Supplied passage:
________________________
Skip to main content

file_merger

1. Description

The File Merger program processes multiple input files in TXT, CSV, and CF formats and performs merging operations on data based on user-defined mappings. It combines data from different sources according to the specified field mappings and generates a unified output file in TXT, CF format.

2. Program location

<installation_path>/file_merger

3.Screen Configuration

3.1 Process Sub Type

groupby_config_image

Here we have to select file_merger_txt if we want the output file in .TXT format.

groupby_config_image

Here we have to select file_merger_txt if we want the output file in .CF format.

3.2 Process Config Fields

groupby_config_image

Here we have to provide all the Input files that have to be merged, one file as Base Input File, others as Additional Input File.

3.3 Process Derivations

Here select the derivation types. Based on derivation type a required filed section will come which needs to be filled with required values for derivations.

3.3.1 Constant

The Constant Derivation Type is used to populate a specified constant value in place of a field from the input file.

  • Screen Configuration

constant_image

  • Required Fields

    • name: Output Field Name.
    • data_type: Output Field Type.
    • derivation
      • derivation_type: The derivation type used is "Constant".
      • req_fields
        • Value: The constant value to be assigned to the output field.

3.3.2 ColumnMapping

The Column Mapping Derivation Type is used to map values to an output column using fields from one or more input files.

For every output column that needs to be generated, a Column Mapping derivation must be configured. This allows you to specify which fields from different input files should be mapped to that particular output column.

  • Screen Configuration

constant_image

  • Required Fields

    • name: Output Field Name.
    • data_type: Output Field Type.
    • derivation
      • derivation_type: The derivation type used is "ColumnMapping".
________________________
Dataset:
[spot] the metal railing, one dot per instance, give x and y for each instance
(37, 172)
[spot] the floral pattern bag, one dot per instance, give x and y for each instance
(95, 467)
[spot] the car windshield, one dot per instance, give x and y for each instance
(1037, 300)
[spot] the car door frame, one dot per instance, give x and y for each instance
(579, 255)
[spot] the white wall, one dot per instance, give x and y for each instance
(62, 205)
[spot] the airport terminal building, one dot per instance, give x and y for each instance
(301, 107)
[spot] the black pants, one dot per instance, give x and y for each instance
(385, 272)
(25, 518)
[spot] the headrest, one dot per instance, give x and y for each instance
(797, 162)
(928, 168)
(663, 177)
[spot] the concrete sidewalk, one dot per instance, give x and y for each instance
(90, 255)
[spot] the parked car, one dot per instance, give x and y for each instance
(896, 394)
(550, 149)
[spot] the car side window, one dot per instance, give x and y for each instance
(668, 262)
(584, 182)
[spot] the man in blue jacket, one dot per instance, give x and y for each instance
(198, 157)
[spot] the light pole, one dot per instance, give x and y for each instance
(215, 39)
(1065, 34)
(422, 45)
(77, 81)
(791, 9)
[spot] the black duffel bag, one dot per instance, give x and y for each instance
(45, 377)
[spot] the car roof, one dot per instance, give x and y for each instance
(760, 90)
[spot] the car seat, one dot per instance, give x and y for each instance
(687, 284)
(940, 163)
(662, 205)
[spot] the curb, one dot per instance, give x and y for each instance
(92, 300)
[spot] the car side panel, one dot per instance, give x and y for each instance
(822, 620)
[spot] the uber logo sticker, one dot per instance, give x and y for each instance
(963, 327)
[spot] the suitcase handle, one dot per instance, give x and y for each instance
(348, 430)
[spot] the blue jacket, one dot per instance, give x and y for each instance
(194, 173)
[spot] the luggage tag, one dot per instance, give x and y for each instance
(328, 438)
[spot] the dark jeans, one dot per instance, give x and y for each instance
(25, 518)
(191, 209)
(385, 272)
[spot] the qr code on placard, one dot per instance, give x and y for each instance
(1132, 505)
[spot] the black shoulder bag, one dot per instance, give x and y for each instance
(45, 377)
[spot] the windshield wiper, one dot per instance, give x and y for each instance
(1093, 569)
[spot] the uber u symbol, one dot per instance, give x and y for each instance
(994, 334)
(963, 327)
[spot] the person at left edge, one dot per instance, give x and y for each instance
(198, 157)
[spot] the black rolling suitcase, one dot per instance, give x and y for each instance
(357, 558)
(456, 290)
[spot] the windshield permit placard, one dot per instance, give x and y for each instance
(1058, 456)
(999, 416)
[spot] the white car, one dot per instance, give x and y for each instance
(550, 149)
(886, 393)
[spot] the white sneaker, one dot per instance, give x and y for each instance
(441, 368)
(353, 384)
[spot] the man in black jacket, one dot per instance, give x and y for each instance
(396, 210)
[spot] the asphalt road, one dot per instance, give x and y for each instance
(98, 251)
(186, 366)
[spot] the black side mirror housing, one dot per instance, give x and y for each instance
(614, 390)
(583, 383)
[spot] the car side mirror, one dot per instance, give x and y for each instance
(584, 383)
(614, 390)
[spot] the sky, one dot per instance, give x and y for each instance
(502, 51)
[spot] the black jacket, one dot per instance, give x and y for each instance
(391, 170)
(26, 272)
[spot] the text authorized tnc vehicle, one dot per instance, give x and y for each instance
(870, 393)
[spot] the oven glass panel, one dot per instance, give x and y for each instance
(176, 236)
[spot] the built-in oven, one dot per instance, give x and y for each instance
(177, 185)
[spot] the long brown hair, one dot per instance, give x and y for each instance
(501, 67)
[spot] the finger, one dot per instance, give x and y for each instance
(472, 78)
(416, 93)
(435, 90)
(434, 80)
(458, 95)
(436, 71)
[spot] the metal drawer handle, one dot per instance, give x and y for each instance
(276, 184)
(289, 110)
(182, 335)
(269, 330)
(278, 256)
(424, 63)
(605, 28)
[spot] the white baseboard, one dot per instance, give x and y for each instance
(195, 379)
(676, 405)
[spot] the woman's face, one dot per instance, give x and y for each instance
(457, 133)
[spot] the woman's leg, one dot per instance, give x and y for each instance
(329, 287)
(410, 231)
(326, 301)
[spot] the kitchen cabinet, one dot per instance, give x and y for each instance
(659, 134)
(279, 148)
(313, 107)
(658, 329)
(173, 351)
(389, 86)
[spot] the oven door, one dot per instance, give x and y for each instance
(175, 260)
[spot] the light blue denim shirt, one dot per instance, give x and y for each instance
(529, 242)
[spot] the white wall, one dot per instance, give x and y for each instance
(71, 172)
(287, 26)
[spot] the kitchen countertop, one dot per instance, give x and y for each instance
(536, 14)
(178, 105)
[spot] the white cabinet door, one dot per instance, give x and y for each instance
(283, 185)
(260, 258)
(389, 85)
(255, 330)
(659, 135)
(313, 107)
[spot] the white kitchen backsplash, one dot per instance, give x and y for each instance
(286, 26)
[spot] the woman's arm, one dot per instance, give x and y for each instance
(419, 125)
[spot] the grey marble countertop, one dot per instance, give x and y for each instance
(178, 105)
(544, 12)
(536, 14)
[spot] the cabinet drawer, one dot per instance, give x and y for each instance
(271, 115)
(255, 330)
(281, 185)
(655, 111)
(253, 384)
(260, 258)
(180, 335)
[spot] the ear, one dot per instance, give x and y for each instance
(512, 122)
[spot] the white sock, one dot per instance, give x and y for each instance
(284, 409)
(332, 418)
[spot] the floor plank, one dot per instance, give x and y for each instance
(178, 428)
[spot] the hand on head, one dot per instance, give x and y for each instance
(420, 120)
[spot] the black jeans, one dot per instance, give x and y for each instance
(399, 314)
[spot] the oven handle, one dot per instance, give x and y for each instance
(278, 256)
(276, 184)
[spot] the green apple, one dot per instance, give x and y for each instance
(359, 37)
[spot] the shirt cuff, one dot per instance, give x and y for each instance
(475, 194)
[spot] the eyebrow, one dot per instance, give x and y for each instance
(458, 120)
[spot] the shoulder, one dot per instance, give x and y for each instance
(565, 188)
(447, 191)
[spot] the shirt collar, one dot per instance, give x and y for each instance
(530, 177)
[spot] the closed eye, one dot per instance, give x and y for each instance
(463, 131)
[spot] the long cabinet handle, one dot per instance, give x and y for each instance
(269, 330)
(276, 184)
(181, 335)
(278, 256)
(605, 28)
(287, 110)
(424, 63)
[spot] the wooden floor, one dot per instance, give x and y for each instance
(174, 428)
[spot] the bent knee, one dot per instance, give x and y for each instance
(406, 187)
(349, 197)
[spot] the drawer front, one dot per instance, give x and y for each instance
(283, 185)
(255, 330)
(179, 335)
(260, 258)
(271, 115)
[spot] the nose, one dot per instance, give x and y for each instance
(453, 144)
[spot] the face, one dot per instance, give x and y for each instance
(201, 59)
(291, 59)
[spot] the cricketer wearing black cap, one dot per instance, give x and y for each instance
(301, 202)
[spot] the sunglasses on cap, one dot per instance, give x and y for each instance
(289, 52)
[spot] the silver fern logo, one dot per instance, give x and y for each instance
________________________
Tasks to perform:
a: Answer these questions using the File Merger page:
(i) Which three input file formats does the program process?
(ii) Under Process Config Fields, how many of the input files are provided as the Base Input File, and what are the others provided as?
(iii) For the Constant derivation, what does the Value field hold?
b: Translate this sentence from the File Merger page into Spanish: "The Constant Derivation Type is used to populate a specified constant value in place of a field from the input file."
c: Extend the File Merger page by continuing it from its last line.

Results for the exercise:
a:
(i) TXT, CSV, and CF.
(ii) One file is the Base Input File; the others are Additional Input Files.
(iii) The constant value to be assigned to the output field.

b: El tipo de derivación Constant se utiliza para asignar un valor constante especificado en lugar de un campo del archivo de entrada.

c:
      • req_fields
        • File 1 Field: The column from File 1 to be mapped to the output column, or a previously derived constant field.
        • File 2 Field: The column from File 2 to be mapped to the output column, or a previously derived constant field.
        • File 3 Field: The column from File 3 to be mapped to the output column, or a previously derived constant field.
        • File 4 Field: The column from File 4 to be mapped to the output column, or a previously derived constant field.
        • File 5 Field: The column from File 5 to be mapped to the output column, or a previously derived constant field.

3.4 Process Arguments

groupby_pa_image

Here enter the process arguments to be passed to the program. The mandatory and non-mandatory fields are given below.

3.4.1 Mandatory Parameters
#ParametersDescriptionExample
1process-configPath to process config file that needs to be processed./path/to/process_config.json
2as-on-dateThe date for which the program has to run (format: DD-MM-YYYY).28-11-2024
3log-fileContains the detailed logs of the program execution.log.txt
4diagnostics-log-fileContains concise diagnostics logs including performance details.diag-log.txt
3.4.2 Non Mandatory Parameters
#ParametersDescriptionDefault valueExample
1log-levelLevel of diagnostics written to the log file.INFOerror/warn/info/debug/trace/none
2diagnostics-flagThe flag that decides whether performance diagnostics will be written to the diagnostics log file.falsetrue or false

Click ⬇️ to download the sample data.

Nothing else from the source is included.